> **INFORMATION GIVEN**:
>>>
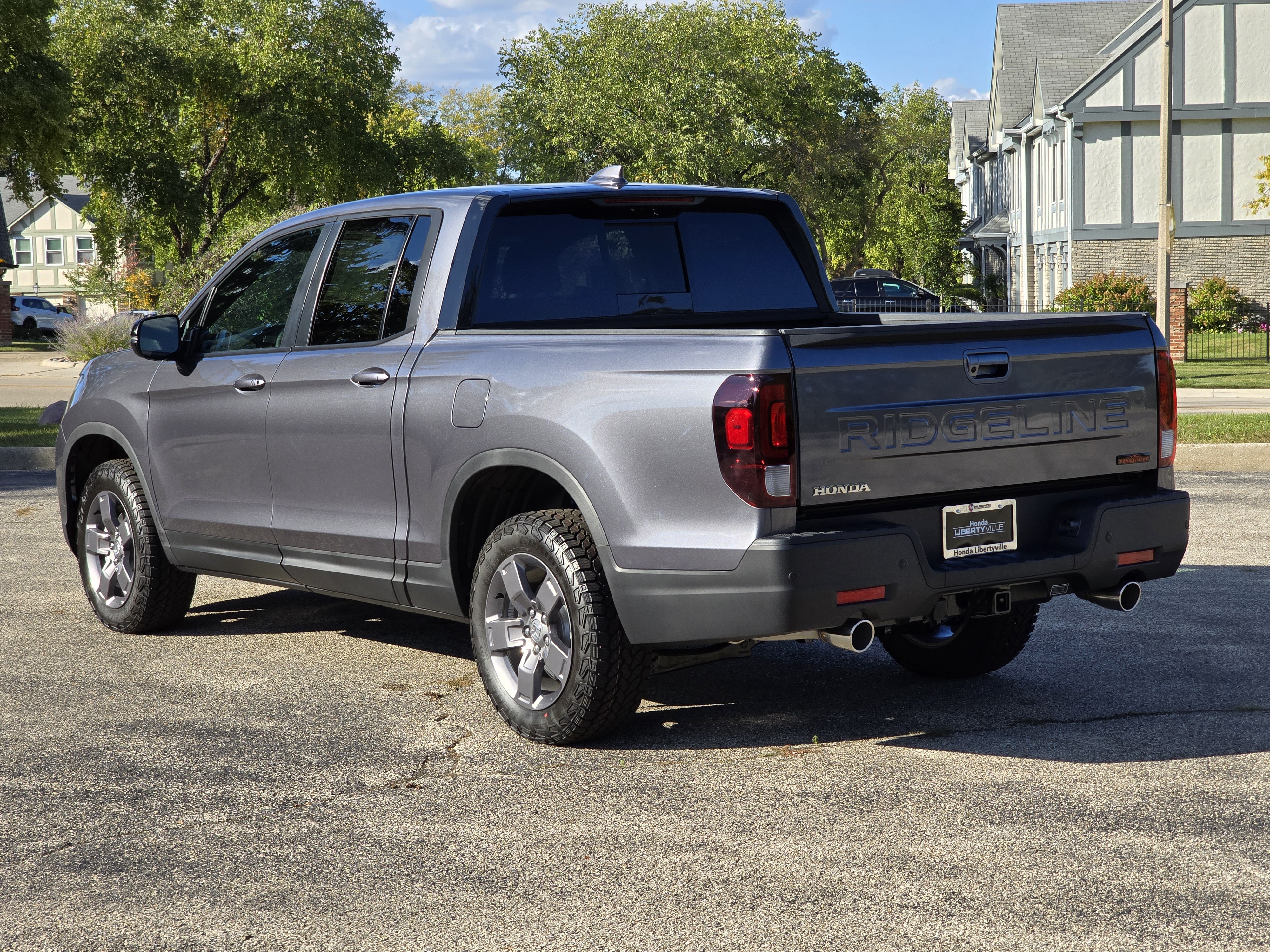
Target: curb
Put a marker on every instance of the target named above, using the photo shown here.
(1224, 458)
(26, 458)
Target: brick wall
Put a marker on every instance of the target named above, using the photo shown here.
(1241, 258)
(6, 321)
(1178, 323)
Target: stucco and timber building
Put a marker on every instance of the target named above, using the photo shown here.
(1060, 168)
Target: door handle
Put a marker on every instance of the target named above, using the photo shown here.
(370, 378)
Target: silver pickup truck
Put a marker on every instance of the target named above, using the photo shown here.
(614, 425)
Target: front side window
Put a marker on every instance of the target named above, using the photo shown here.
(360, 282)
(567, 267)
(251, 305)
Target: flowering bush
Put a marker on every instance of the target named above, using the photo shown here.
(86, 338)
(1216, 304)
(1108, 293)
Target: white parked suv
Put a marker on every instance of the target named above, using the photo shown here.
(36, 314)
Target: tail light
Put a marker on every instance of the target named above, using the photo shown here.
(755, 439)
(1166, 403)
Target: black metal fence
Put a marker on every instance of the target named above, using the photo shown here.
(1229, 346)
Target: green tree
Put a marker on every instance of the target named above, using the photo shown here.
(191, 112)
(474, 115)
(912, 219)
(34, 101)
(728, 93)
(421, 153)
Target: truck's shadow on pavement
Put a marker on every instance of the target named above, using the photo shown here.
(1183, 677)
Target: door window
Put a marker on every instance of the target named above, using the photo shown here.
(250, 308)
(366, 296)
(899, 289)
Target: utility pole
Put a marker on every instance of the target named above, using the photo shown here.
(1166, 167)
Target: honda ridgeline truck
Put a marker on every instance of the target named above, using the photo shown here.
(612, 422)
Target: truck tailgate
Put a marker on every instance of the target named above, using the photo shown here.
(928, 408)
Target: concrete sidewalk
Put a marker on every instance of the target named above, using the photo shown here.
(1227, 400)
(36, 379)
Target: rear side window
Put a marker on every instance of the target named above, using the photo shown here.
(565, 267)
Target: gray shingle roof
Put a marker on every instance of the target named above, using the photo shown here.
(1061, 78)
(12, 210)
(1070, 31)
(967, 115)
(73, 195)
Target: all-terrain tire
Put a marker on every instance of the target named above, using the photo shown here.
(979, 647)
(161, 593)
(606, 676)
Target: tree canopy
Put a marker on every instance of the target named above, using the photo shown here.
(187, 112)
(730, 93)
(34, 101)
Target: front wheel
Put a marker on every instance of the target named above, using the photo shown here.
(548, 643)
(963, 647)
(128, 578)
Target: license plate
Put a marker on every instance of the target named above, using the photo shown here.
(976, 529)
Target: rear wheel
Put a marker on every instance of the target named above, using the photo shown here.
(963, 647)
(551, 649)
(128, 578)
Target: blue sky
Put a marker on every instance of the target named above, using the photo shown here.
(933, 43)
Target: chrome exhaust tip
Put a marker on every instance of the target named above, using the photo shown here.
(854, 637)
(1122, 600)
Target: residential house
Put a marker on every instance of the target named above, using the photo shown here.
(1073, 144)
(45, 239)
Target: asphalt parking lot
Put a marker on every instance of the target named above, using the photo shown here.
(286, 771)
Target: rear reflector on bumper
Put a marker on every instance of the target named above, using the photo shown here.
(855, 596)
(1142, 555)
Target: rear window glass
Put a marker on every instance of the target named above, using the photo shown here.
(563, 267)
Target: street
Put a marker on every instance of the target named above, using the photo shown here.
(288, 771)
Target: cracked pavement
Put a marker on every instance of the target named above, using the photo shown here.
(286, 771)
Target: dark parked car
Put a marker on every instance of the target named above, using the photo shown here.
(876, 290)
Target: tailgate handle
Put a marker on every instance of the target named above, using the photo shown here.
(987, 365)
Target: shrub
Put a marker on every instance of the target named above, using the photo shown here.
(86, 338)
(1108, 293)
(1216, 304)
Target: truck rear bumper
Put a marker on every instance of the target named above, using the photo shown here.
(791, 582)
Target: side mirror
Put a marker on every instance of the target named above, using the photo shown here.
(157, 337)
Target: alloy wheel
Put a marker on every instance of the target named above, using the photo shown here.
(529, 631)
(109, 550)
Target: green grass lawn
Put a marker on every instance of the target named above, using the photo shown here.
(30, 347)
(20, 428)
(1224, 374)
(1224, 428)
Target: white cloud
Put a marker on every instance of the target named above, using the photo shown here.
(463, 46)
(953, 88)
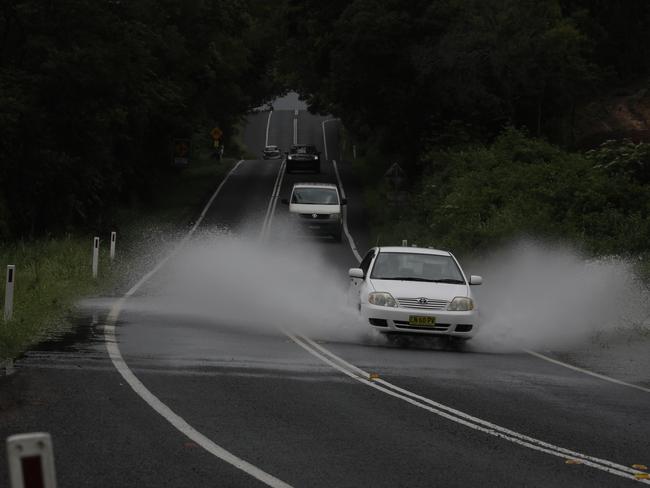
<<<
> **WHAT YOU HAVE TO DO**:
Without including any picture, write out the material above verbatim.

> **WRITTEN ANSWER**:
Target: curb
Put a marker on every instance of the target named above, using the photo shown here.
(1224, 458)
(26, 458)
Target: brick wall
Put a marker on every instance of the target named above, using the photo shown here.
(1241, 258)
(6, 321)
(1178, 323)
Target: stucco and timber building
Put a marker on every instance of the target named above, using the photo shown here.
(1060, 168)
Target: door handle
Put a marker on every instance of the target named above, using the photo shown here.
(370, 378)
Target: silver pickup truck
Put a marker on every instance of the target named above, using the photo shown here.
(614, 425)
Target: front side window
Put a marker on every instance of the target named above, using the photo shown here.
(360, 282)
(567, 267)
(251, 305)
Target: flowering bush
Put a marker on every instance of the target named above, using the photo shown here.
(86, 338)
(1216, 304)
(1108, 293)
Target: white parked suv
Put a marker on every instance of the target named above, using the photo shown here.
(36, 314)
Target: tail light
Put a marker on every instance of the target named above, using the photo shown here.
(755, 439)
(1166, 403)
Target: black metal fence
Put a marker on every instance of the target named above, using the photo shown here.
(1229, 346)
Target: green tree
Put a marker on every instance of the target named above, using the photo shown here.
(191, 112)
(474, 115)
(912, 219)
(34, 101)
(728, 93)
(421, 153)
Target: truck's shadow on pavement
Put a marker on every instance of the target named above, using the photo shown here.
(1183, 677)
Target: door window
Put a marker on every instance of the target named above, using the photo shown here.
(250, 308)
(366, 296)
(899, 289)
Target: utility pole
Put a marker on every instance of the target named above, using the photo shown here.
(1166, 167)
Target: honda ridgeline truck
Put a marker on every instance of the target named above, using the photo shown here.
(612, 422)
Target: truck tailgate
Put a marker on every instance of the target named above, using the photo shown here.
(928, 408)
Target: concrete sidewalk
Put a marker on every instance of the target named above, using the photo shown here.
(1227, 400)
(36, 379)
Target: rear side window
Put a marker on every instance of the target named above, using the photo shown here.
(565, 267)
Target: gray shingle roof
Put a marker on every instance of the target named above, using the photo shown here.
(1061, 78)
(12, 210)
(1070, 31)
(967, 115)
(73, 195)
Target: all-terrain tire
Put a marker on every instance of the target named above, using the photo shown here.
(979, 647)
(161, 593)
(606, 676)
Target: tree canopy
Put a marker on every instance of the target named above, using the photo shown here.
(187, 112)
(730, 93)
(34, 101)
Target: front wheel
Put a marker on every instance of the target named above, using the photo shown here.
(548, 643)
(963, 647)
(128, 578)
Target: license plate
Put a marker on every instance of the target named above, using the photo shown here.
(976, 529)
Target: rear wheel
Put a marker on every instance of the target named above, using the photo shown here.
(963, 647)
(551, 649)
(128, 578)
Target: blue sky
Put a marker on every instance of the target named above, using the photo shown here.
(933, 43)
Target: chrome exhaust tip
Put a marker on every instance of the target named above, using the photo shown here.
(854, 637)
(1122, 600)
Target: residential house
Put a marker on every instance of the target named above, using the photo shown here.
(1073, 144)
(45, 239)
Target: asphalt parking lot
Put a marker on every instance of the target named above, using the photo shown here.
(286, 771)
Target: rear reflector on bumper
Put a marker on every instance of the target named above, using the photo shown here.
(855, 596)
(1142, 555)
Target: rear window glass
Put a marker on every instance of the target named above, using the photo shown here.
(563, 267)
Target: street
Put a marker on every instance of the target named above, using the photo shown here.
(288, 771)
Target: cracked pavement
Put a marker on every instance of the target named above, using the photo shown here.
(286, 771)
Target: dark parked car
Put a marker on every instance of the target named above, using the photo shown here.
(876, 290)
Target: tailgate handle
Put a marker on every instance of the target named above, using the photo shown here.
(987, 365)
Target: shrub
Put a marker on every instance of the target named above, using the photo shown here.
(86, 338)
(1108, 293)
(1216, 304)
Target: truck rear bumper
Put a marker on every instance of the target named above, using the photo shown here.
(791, 582)
Target: side mirror
Put a marker on every instance of the target named above, using the photo shown here.
(157, 337)
Target: alloy wheel
Put a marker on every instance of the target named above, using the photo shown here.
(529, 631)
(109, 550)
Target: green grass lawn
Put a marker on every instance of the target named above, using the photo shown here.
(30, 347)
(20, 428)
(1224, 374)
(1224, 428)
Target: white cloud
Put a marker on every instance of the target named above, using the photo shown here.
(463, 46)
(953, 88)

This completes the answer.